Samedi 3 novembre 2012
Toute la nuit la bruine de la Toussaint a enduit de vernis les toitures, léché le feuillage endormi et désaltéré jusqu’à saturation les végétaux. Les grands arbres du Bois de la Cambre, collés l’un à l’autre comme un immense troupeau de bovins oubliés dans une prairie détrempée dressent devant ma fenêtre, leur masse touffue et gonflée sous le ciel bas, vide d’oiseaux et chargé de nuages gris et silencieux. En quelques jours, leur frondaison a pris de nouvelles couleurs. Les arbres fêtent le carnaval en automne et rivalisent les uns avec les autres dans le choix des déguisements qu’ils adoptent. C’est un véritable courant de folie qui les porte à dévaliser les marchands de peinture ou de produits de beauté pour colorer leurs cheveux et se libérer de leur carcan de verdure comme si, avant de mourir, ils se fardaient afin que notre mémoire en garde le meilleur souvenir. Le jaune, le roux, le brun, le rouge sont à la mode.

= = = =

=== Série de tâches ===
a) D'après le texte sur le Bois de la Cambre, quelles couleurs sont à la mode ?
b) Poursuivez, s'il vous plaît, le texte sur le Bois de la Cambre à la suite de sa dernière phrase.

=== Données fournies ===
= = = =

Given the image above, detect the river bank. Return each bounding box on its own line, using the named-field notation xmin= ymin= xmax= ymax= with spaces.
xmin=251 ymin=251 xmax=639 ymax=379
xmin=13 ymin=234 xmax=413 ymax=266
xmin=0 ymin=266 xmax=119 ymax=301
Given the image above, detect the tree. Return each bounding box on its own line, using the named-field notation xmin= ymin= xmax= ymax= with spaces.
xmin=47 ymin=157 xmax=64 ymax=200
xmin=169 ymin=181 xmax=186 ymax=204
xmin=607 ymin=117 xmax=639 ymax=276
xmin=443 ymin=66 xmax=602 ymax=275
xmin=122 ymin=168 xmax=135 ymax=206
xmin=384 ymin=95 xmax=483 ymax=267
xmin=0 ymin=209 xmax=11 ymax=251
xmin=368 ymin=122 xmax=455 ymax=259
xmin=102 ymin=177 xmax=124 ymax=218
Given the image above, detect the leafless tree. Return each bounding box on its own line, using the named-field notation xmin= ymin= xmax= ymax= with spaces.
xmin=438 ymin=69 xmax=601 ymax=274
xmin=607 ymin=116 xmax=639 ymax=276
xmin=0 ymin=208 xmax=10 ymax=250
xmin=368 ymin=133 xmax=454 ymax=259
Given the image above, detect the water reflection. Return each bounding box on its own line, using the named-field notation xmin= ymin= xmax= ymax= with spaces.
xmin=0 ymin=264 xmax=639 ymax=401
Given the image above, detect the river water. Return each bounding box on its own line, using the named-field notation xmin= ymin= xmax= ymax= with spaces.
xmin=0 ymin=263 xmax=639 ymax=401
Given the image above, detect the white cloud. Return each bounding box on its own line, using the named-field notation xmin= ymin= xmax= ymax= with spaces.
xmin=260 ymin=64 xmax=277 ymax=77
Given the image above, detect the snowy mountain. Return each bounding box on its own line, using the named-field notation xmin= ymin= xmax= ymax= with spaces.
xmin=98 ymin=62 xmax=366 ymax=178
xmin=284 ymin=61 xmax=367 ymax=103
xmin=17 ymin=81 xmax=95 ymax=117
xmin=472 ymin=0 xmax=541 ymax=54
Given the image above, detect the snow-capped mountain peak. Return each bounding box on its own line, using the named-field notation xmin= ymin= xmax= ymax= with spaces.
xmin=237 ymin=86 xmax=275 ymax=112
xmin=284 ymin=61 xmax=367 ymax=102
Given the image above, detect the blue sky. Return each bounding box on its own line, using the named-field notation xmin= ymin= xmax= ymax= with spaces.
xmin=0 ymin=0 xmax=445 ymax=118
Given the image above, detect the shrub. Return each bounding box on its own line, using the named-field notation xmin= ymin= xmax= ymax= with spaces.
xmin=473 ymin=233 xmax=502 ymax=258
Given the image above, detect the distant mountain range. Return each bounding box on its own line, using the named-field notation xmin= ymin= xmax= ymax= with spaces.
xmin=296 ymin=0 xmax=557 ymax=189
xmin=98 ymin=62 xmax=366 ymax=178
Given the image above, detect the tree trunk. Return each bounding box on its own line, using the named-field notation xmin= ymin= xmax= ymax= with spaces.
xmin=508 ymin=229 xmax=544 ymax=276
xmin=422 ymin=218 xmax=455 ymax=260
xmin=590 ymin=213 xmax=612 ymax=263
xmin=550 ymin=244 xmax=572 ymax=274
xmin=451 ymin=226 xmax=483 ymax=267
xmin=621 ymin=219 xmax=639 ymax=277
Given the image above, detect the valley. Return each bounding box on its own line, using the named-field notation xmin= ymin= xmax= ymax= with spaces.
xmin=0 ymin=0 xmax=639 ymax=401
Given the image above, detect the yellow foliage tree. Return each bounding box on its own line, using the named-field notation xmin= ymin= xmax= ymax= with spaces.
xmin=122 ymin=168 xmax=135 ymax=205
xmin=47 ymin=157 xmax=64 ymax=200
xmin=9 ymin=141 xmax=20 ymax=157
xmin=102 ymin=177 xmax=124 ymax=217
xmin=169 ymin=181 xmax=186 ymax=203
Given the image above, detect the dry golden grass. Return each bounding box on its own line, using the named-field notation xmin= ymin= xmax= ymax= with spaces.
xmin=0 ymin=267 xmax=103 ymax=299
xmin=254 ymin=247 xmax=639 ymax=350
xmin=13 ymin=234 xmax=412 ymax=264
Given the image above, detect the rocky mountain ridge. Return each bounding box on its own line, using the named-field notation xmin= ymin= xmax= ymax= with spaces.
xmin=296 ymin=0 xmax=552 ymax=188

= = = =

=== Corrigé de l'exercice ===
a) Le jaune, le roux, le brun et le rouge.

b)
Nous n’avons pas cet art que possèdent les végétaux et particulièrement les arbres de mourir dans la dignité. Probablement par manque d’expérience. Nous naissons et nous mourons une fois pour toutes alors que nos cousins lointains revivent, chaque année, cette épreuve de passage. Il est vrai que lorsqu’ils se dénudent pour faire leur toilette, ils ne meurent pas tout à fait, mais se mettent en veille pour hiberner. Ils s’enracinent fermement dans la terre à l’abri de la neige et du gel avant, non pas de naître ou de renaître, mais de se réveiller aux premiers frissons du printemps. Certains d’entre eux, les conifères, refusent ce dépouillement saisonnier. Ils se contentent de nous donner leurs pommes pour décorer nos arbres de Noël mais gardent leurs épines pour repousser la bise et accrocher la neige lorsqu’elle viendra les peindre dans ce blanc immaculé des longues soirées d’hiver. En vérité, ce ne sont pas nos arbres mais leurs feuilles qui meurent, ces feuilles dont la forme nous guide pour donner un nom et distinguer, les uns des autres, les arbres qui s’en sont défaits. Souvent, surtout dans les parcs, des arbres de différentes espèces se côtoient et le vent mélange leurs feuilles lorsqu’elles tombent brouillant ainsi les pistes.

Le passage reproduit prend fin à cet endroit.